Retype all of the lines below with no changes.
== Record set ==
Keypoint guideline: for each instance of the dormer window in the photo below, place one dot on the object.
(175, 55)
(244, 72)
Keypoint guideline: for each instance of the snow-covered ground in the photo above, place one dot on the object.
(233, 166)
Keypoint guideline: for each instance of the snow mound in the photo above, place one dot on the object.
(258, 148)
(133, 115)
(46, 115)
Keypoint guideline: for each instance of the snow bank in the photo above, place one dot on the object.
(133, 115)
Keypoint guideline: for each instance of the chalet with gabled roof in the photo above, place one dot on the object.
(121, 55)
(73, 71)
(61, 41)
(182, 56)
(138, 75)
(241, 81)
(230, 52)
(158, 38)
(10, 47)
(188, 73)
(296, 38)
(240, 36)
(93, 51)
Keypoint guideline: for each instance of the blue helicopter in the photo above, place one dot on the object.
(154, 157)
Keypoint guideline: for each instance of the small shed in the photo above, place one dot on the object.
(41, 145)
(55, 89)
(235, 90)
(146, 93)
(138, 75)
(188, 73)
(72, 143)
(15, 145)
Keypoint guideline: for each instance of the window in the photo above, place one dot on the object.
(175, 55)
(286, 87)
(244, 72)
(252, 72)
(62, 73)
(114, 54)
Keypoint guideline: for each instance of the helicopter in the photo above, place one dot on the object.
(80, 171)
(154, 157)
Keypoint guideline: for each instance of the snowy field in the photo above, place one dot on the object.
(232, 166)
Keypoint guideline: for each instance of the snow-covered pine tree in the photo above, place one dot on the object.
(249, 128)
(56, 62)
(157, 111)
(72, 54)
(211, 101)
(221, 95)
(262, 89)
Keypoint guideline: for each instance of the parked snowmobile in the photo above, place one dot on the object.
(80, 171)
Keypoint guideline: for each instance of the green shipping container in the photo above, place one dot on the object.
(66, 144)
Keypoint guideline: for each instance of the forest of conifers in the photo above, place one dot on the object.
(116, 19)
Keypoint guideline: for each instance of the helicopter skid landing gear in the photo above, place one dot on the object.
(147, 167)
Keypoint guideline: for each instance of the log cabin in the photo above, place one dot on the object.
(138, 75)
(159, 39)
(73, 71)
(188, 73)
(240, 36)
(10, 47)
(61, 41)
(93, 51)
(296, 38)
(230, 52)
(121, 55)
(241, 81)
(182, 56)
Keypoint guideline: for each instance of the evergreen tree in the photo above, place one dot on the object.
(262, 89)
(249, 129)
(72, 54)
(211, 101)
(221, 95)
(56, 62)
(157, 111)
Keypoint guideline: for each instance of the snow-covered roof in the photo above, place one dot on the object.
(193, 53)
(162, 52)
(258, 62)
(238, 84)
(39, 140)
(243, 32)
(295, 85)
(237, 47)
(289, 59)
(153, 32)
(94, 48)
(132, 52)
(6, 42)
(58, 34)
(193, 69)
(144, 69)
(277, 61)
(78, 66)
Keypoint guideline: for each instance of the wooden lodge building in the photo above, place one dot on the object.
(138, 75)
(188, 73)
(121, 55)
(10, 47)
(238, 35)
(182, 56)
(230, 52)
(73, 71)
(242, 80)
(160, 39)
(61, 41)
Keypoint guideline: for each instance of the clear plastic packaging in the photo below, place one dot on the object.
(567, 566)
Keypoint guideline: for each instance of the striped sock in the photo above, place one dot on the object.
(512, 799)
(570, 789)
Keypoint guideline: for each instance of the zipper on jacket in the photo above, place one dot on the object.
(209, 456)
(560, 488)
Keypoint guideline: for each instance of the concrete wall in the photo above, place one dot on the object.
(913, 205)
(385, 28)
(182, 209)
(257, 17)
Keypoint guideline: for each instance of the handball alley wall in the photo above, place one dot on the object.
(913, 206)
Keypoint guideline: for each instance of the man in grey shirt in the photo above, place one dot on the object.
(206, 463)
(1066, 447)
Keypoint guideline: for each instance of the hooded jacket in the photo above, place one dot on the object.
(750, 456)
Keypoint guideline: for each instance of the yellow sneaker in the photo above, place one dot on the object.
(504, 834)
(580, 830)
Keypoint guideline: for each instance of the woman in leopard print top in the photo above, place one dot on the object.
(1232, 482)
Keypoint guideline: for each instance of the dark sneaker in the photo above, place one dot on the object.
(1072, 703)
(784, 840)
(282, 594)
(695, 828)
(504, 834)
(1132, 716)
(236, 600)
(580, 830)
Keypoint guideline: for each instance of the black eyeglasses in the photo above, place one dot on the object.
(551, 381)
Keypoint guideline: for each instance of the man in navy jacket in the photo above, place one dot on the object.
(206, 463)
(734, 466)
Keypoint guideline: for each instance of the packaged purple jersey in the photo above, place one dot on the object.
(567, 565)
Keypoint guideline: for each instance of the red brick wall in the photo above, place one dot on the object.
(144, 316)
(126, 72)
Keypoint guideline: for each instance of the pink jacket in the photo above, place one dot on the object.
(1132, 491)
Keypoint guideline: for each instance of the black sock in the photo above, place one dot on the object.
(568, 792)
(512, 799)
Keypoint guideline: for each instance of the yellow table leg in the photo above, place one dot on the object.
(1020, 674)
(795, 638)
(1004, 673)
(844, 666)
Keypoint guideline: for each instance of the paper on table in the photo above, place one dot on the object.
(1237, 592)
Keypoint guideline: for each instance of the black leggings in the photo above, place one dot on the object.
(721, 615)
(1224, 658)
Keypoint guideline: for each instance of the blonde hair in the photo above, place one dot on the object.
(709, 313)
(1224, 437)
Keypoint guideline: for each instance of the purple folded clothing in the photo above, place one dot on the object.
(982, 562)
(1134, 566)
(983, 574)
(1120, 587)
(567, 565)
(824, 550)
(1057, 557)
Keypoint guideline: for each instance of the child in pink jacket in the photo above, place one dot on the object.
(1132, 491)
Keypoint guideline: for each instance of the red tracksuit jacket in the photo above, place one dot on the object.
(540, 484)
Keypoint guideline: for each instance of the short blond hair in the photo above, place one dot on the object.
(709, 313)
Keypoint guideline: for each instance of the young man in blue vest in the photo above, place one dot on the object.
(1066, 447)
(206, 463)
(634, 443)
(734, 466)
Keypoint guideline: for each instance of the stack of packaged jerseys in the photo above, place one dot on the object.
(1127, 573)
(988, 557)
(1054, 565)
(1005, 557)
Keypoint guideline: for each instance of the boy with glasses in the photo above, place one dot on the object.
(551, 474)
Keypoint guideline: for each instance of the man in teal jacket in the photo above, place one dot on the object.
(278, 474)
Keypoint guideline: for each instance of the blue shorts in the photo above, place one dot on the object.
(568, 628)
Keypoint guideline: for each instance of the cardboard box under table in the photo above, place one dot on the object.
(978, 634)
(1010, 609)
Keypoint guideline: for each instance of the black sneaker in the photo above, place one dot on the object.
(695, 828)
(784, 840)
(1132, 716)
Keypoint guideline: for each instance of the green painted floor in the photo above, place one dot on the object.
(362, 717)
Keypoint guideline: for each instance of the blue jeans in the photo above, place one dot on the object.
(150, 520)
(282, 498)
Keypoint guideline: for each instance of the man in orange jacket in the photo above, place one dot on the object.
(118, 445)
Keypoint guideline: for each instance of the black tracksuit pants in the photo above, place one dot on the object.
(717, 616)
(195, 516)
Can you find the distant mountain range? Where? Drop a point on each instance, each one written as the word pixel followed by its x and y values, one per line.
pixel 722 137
===
Written answer:
Keypoint guideline: for each instance of the dormer window in the photo below, place one dot on the object.
(175, 55)
(244, 72)
Keypoint guideline: for each instance of the snow-covered ground in the photo above, place one dot on the object.
(233, 166)
Keypoint guideline: for each instance of the snow mound in the photo above, place one dot on the object.
(258, 148)
(133, 115)
(46, 115)
Keypoint guideline: for each instance of the snow bank in the photo above, place one dot on the object.
(133, 115)
Keypoint guideline: for each instance of the chalet with gabled roof in the photo above, place one dot on the object.
(121, 55)
(73, 71)
(61, 41)
(182, 56)
(138, 75)
(241, 81)
(230, 52)
(158, 38)
(10, 47)
(188, 73)
(296, 38)
(240, 36)
(93, 51)
Keypoint guideline: for each instance of the blue helicopter in the photo above, place one dot on the object.
(154, 157)
Keypoint guideline: for each instance of the small shed in the photo above, place one dot on the object.
(41, 145)
(55, 89)
(235, 90)
(146, 93)
(138, 75)
(188, 73)
(72, 143)
(15, 145)
Keypoint guideline: for each instance of the window in the photo above, place one dot on the object.
(175, 55)
(286, 87)
(244, 72)
(252, 72)
(62, 73)
(114, 54)
Keypoint guideline: for each instance of the helicopter in the photo above, place one dot on the object.
(80, 171)
(154, 157)
Keypoint guideline: for each instance of the snowy field in the photo above, place one dot on the object.
(232, 166)
Keypoint guideline: for each instance of the snow-covered pine tree in the photo above, place one dot on the object.
(249, 128)
(56, 62)
(157, 111)
(72, 54)
(211, 101)
(221, 95)
(262, 89)
Keypoint guideline: for each instance of the parked snowmobile in the photo above, place one dot on the object.
(80, 171)
Keypoint guideline: for each instance of the green shipping container in the photo above, place one dot on the object.
(66, 144)
Keypoint guideline: for each instance of the forest of conifers in the photo above, place one dot on the object.
(116, 19)
Keypoint guideline: for each instance of the helicopter skid landing gear in the photo above, place one dot on the object.
(147, 167)
Keypoint guideline: for each instance of the log cabin in the photo above, place one dot on the object.
(138, 75)
(159, 39)
(73, 71)
(188, 73)
(240, 36)
(10, 47)
(61, 41)
(93, 51)
(296, 38)
(230, 52)
(121, 55)
(241, 81)
(182, 56)
Keypoint guideline: for each instance of the evergreen tree in the photo above, place one dot on the object.
(262, 89)
(249, 129)
(72, 54)
(211, 101)
(221, 95)
(56, 62)
(157, 111)
Keypoint guideline: for each instance of the snow-covered roof in the photo above, place one dot on the object.
(193, 53)
(162, 52)
(258, 62)
(238, 84)
(39, 140)
(243, 32)
(295, 85)
(237, 47)
(289, 59)
(153, 32)
(94, 48)
(132, 52)
(6, 42)
(58, 34)
(193, 69)
(144, 69)
(277, 61)
(78, 66)
Keypoint guideline: for each instance of the wooden lodge building in the photo above, place one dot on the object.
(138, 75)
(188, 73)
(121, 55)
(10, 47)
(238, 35)
(182, 56)
(230, 52)
(73, 71)
(242, 80)
(160, 39)
(61, 41)
Keypoint guideline: for each instance of the clear plastic packaging in the photo below, place one dot on the object.
(567, 566)
Keypoint guideline: for each instance of the striped sock in the photo above, place one dot on the object.
(512, 799)
(570, 789)
Keypoint guideline: for each instance of the zipper on jacket in the photo above, place one dot on the object.
(209, 456)
(560, 488)
Keypoint guideline: for each instance of the concrete wall in the photo above, place one dot on the object.
(913, 205)
(385, 28)
(182, 209)
(257, 17)
Keypoint guideline: for each instance of the handball alley wall in the photo above, place one dot on the object.
(913, 206)
Keypoint guideline: for each instance of the man in grey shirt in the photo above, place one dot on the object.
(206, 463)
(1066, 447)
Keypoint guideline: for each instance of the hooded jacket in the photo above, place one dot on the object.
(750, 456)
Keypoint guideline: for each instance of the yellow sneaker in the photo above, place one dot on the object.
(504, 834)
(580, 830)
Keypoint guideline: for each instance of the woman in leopard print top in the photo above, place one dot on the object.
(1232, 482)
Keypoint guideline: for each instance of the dark sneaker in the photo above, place one dot on the object.
(1072, 703)
(784, 840)
(282, 594)
(695, 828)
(504, 834)
(1132, 716)
(236, 600)
(580, 830)
Keypoint guideline: for each instance of the black eyeglasses in the photo above, place one dot on the object.
(551, 381)
Keypoint guideline: for each instance of the man in navy jacket in the photo above, place one dot on the object.
(206, 463)
(734, 466)
Keypoint guideline: for each instance of the packaged purple jersey in the photo above, place one dot on the object.
(567, 565)
Keypoint guideline: for each instance of the red brick wall in the photo above, place one dot on the object.
(144, 316)
(126, 72)
Keypoint guideline: for each instance of the pink jacket in the photo above, place one dot on the object.
(1132, 491)
Keypoint guideline: for each instance of the black sock in the photo above, place one dot on the object.
(568, 792)
(512, 799)
Keypoint guideline: for each instance of the yellow table leg in the photo above, place one dot on the object.
(1020, 674)
(795, 638)
(1004, 673)
(844, 666)
Keypoint guideline: for each instance of the paper on table in the photo above, place one dot on the object.
(1237, 592)
Keypoint guideline: for each instance of the black leggings in the photo above, place one dot on the object.
(721, 615)
(1224, 658)
Keypoint guideline: for each instance of the blonde hair in the photo above, place one dot on the object.
(709, 313)
(1224, 437)
Keypoint guideline: for each instance of the purple folded clothing in the photo above, place one dot on the object.
(982, 562)
(1134, 566)
(983, 574)
(1120, 587)
(567, 565)
(824, 550)
(1057, 557)
Keypoint guideline: for each instance of the child in pink jacket in the photo above, place one dot on the object.
(1132, 491)
Keypoint guideline: for each instance of the red tracksuit jacket in the photo above, place one dot on the object.
(540, 484)
Keypoint guideline: for each instance of the short blond hair in the photo above, place one dot on the object.
(709, 313)
Keypoint guideline: for each instance of the young man in blue vest in the photo above, place one dot on the object.
(1066, 447)
(206, 463)
(634, 443)
(734, 466)
Keypoint guideline: for each instance of the stack of packaged jerseys in the photo above, place one dot on the object.
(1127, 573)
(988, 557)
(1054, 565)
(1005, 557)
Keypoint guideline: for each instance of the boy with glasses in the photo above, place one dot on the object.
(551, 474)
Keypoint guideline: for each instance of the man in teal jacket in the photo above, place one dot on the object.
(278, 474)
Keypoint guideline: for each instance of the blue shorts in the photo above, place one dot on the object.
(568, 628)
Keypoint guideline: for each instance of the cardboard box under table in the photo above, place one dot on the object.
(978, 634)
(1010, 609)
Keypoint guideline: for each instance of the black sneaker in the photo above, place one dot on the object.
(695, 828)
(784, 840)
(1132, 716)
Keypoint guideline: for each instance of the green painted floor in the photo above, place one dot on the object.
(362, 717)
Keypoint guideline: for each instance of the blue jeans in the photo above, place one dot on the object.
(150, 520)
(282, 498)
Keypoint guideline: for each instance of the man in orange jacket in the photo above, place one dot on the object.
(118, 445)
Keypoint guideline: for each instance of the black tracksuit pants in the photo above, place one dot on the object.
(717, 616)
(195, 516)
Can you find the distant mountain range? Where? Drop a point on each instance, each one written as the word pixel followed by its x and y values, one per line.
pixel 722 137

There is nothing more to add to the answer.